Reproduce every line from the one containing "For the benchmark, point to the man in white" through the end of the entries, keeping the requests and their sample coordinates unchanged but scaling each pixel coordinate in the answers by 1.7 and rounding to whole numbers, with halves rounded up. Leave the pictures out of your reply.
╭─ Dataset
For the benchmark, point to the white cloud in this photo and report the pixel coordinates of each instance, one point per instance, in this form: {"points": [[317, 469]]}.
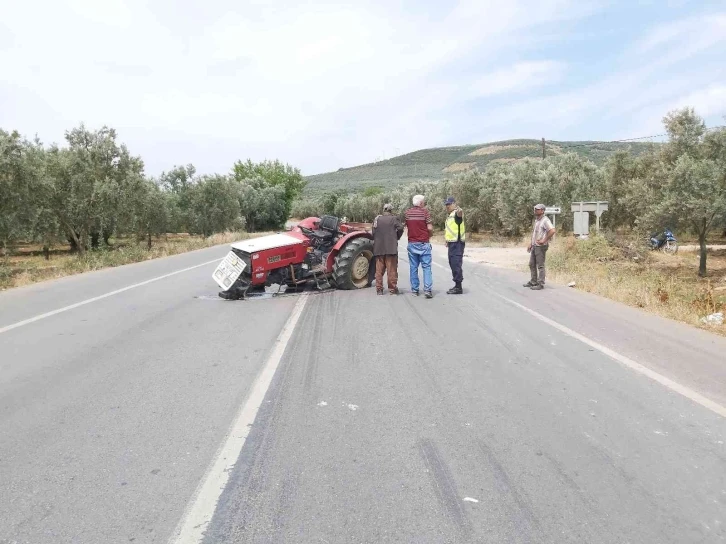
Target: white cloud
{"points": [[322, 85], [521, 77]]}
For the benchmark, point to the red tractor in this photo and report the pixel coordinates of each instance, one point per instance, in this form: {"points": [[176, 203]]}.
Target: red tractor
{"points": [[322, 250]]}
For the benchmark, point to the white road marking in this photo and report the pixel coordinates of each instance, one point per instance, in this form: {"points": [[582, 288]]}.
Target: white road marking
{"points": [[201, 508], [667, 382], [95, 299]]}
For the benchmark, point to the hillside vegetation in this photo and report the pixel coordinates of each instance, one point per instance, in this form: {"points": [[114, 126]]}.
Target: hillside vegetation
{"points": [[436, 163], [680, 184]]}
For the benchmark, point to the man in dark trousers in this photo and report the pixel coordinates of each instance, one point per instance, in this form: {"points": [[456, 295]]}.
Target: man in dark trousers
{"points": [[455, 236], [387, 230]]}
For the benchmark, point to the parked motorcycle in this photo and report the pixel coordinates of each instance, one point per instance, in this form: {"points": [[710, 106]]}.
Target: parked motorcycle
{"points": [[665, 241]]}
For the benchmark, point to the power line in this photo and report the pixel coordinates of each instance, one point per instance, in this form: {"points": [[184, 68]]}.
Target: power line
{"points": [[630, 139]]}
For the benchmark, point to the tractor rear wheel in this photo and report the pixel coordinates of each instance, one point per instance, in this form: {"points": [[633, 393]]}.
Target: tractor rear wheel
{"points": [[350, 270]]}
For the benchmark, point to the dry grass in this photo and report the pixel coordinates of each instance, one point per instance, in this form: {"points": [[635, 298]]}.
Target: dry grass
{"points": [[27, 265], [667, 285], [459, 167], [492, 149]]}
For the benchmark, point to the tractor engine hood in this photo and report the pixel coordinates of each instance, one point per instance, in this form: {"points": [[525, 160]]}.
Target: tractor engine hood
{"points": [[271, 241]]}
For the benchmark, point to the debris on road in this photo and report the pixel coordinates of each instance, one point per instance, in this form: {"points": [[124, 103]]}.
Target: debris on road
{"points": [[713, 319]]}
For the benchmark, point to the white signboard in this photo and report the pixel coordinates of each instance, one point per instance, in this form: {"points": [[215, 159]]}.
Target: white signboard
{"points": [[581, 223], [228, 270]]}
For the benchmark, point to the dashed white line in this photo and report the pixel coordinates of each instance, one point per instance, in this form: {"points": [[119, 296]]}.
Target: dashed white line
{"points": [[100, 297], [204, 502]]}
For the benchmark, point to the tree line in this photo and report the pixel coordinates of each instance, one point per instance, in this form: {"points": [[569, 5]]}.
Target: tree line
{"points": [[680, 184], [93, 188]]}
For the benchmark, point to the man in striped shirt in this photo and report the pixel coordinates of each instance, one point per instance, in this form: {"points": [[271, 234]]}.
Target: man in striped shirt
{"points": [[419, 226]]}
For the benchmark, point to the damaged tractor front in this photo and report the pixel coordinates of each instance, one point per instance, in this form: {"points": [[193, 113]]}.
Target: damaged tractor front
{"points": [[323, 251]]}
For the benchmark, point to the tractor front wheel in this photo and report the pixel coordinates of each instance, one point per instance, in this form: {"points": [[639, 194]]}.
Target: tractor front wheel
{"points": [[350, 270]]}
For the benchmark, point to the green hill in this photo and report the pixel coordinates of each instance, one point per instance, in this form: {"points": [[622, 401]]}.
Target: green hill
{"points": [[440, 162]]}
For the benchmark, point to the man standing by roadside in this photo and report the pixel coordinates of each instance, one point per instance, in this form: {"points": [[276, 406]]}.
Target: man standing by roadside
{"points": [[419, 226], [455, 236], [542, 232], [387, 230]]}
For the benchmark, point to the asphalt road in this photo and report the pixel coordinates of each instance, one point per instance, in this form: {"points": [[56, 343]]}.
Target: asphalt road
{"points": [[387, 419]]}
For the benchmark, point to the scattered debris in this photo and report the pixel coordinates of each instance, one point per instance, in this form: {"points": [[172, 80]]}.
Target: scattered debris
{"points": [[713, 319]]}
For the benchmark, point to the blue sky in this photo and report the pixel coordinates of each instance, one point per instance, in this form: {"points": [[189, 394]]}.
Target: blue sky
{"points": [[323, 85]]}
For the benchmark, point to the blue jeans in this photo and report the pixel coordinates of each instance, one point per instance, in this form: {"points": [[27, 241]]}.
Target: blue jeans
{"points": [[420, 253]]}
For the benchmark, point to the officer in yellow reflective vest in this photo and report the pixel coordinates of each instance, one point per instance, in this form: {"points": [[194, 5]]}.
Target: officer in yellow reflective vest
{"points": [[455, 236]]}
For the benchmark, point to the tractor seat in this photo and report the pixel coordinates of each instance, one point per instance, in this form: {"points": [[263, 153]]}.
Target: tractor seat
{"points": [[327, 228]]}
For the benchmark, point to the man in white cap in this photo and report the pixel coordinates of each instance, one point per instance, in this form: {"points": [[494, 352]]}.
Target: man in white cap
{"points": [[542, 232]]}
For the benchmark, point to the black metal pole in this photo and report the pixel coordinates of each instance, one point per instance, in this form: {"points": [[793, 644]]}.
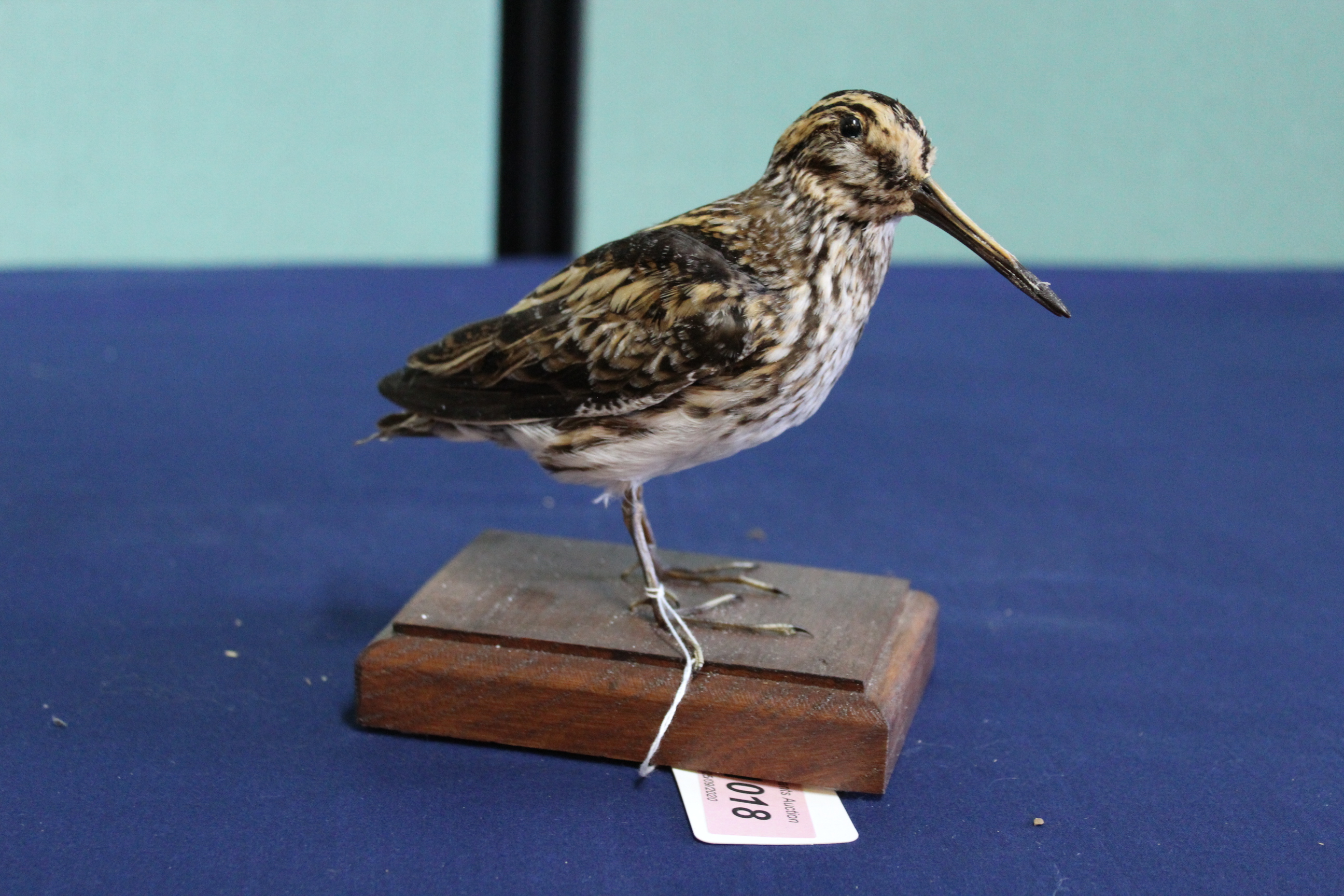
╰─
• **Answer to this problem**:
For the benchmark, point to the man in white cap in this photo and report the pixel coordinates of each instance, one point per instance, in this form: {"points": [[494, 352]]}.
Target: man in white cap
{"points": [[921, 394]]}
For the benchmark, point to the black metal pole in this photo and report the pixel coordinates of each instance, one point per instance, in this form: {"points": [[793, 644]]}.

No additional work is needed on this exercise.